Task directions.
Could you write out again the stretch from the line containing "# point: carved" through the last line, requests included, multiplying every coordinate in the answers by 0.85 and rounding each result to a whole number, with halves rounded up? Leave the pictures out.
^^^^^^^^
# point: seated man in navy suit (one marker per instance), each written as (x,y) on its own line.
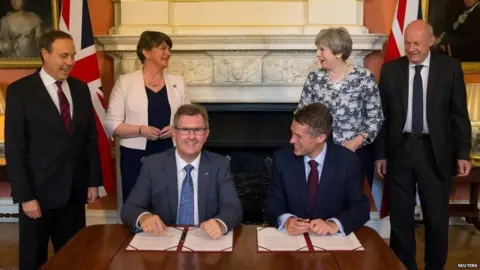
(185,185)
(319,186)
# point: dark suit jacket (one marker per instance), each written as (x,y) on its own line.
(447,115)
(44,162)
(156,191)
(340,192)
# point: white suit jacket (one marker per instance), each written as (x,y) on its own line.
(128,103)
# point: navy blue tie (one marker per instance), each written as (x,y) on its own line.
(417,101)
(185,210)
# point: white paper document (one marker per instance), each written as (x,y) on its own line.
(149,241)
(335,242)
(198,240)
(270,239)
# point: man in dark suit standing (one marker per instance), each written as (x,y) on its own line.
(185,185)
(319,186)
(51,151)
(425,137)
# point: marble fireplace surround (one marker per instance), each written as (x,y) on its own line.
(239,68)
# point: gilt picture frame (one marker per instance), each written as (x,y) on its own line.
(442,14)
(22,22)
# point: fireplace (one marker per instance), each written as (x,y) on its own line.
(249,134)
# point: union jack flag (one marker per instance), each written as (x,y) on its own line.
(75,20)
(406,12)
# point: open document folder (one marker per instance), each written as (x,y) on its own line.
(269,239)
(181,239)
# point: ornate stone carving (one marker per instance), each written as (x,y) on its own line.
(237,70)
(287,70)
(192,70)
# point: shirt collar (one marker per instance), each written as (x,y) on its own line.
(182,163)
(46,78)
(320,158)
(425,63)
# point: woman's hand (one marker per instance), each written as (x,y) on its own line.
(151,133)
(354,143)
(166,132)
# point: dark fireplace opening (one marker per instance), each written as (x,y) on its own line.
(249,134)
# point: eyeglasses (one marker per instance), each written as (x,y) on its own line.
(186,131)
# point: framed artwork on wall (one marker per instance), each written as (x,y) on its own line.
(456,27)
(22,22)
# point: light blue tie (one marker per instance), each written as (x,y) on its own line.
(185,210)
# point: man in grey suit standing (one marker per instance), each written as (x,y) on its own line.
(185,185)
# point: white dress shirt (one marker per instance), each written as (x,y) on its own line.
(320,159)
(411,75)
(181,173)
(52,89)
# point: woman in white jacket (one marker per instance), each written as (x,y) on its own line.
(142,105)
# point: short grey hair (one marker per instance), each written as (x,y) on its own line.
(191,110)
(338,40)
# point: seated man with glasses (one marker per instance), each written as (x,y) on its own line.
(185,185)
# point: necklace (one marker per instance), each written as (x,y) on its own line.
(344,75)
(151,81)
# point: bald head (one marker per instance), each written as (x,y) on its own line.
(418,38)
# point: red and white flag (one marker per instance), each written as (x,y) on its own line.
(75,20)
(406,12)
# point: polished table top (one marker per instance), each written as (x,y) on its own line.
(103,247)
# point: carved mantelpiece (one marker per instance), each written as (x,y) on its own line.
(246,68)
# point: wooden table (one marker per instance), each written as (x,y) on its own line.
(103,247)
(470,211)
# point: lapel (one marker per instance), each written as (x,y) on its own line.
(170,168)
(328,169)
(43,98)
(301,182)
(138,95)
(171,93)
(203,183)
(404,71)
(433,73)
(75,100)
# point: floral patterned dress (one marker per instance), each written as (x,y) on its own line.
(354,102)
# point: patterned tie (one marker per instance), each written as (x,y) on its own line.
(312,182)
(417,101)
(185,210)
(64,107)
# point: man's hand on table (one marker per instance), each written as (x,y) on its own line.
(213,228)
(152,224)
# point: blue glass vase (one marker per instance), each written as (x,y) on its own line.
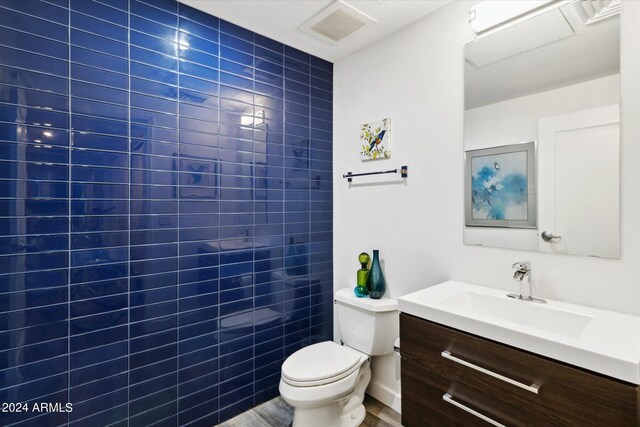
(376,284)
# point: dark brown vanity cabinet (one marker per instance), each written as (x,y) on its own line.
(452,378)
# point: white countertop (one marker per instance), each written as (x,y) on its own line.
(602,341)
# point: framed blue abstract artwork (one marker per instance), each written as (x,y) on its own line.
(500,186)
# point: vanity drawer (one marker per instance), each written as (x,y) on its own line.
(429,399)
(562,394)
^^^^^^^^
The result.
# point: carved mantelpiece (one marker per instance), each written as (x,y) on its own line.
(209,58)
# point: wooden table (one marker per instance), each written as (x,y) on its own line.
(88,210)
(400,179)
# point: lapel (one marker per instance), each written as (x,y) on its own line.
(145,143)
(279,144)
(37,83)
(256,155)
(117,81)
(145,79)
(173,156)
(343,60)
(368,62)
(64,85)
# point: floral patterned dress (one marker per instance), each written as (x,y) on its own line.
(301,87)
# point: patterned tie (one marker per instance), each written as (x,y) on its own line.
(265,155)
(354,86)
(157,179)
(54,91)
# point: man's hand on table (one marker per instance), each written as (x,y) on its own line.
(181,194)
(129,190)
# point: blue glass vase (one marker per instance), each written as (x,y) on its own line.
(320,241)
# point: dark brown vanity cabinet (one marker per instance), each written as (x,y) on its own line.
(384,321)
# point: white countertop (one marker per instance), each written as (x,y) on its own line.
(512,290)
# point: framed blue abstract artwork (one marker per instance), each written as (x,y) on its own line.
(425,158)
# point: vanity drawer (one marker per instance), each written as (x,y) on its own line.
(365,339)
(478,335)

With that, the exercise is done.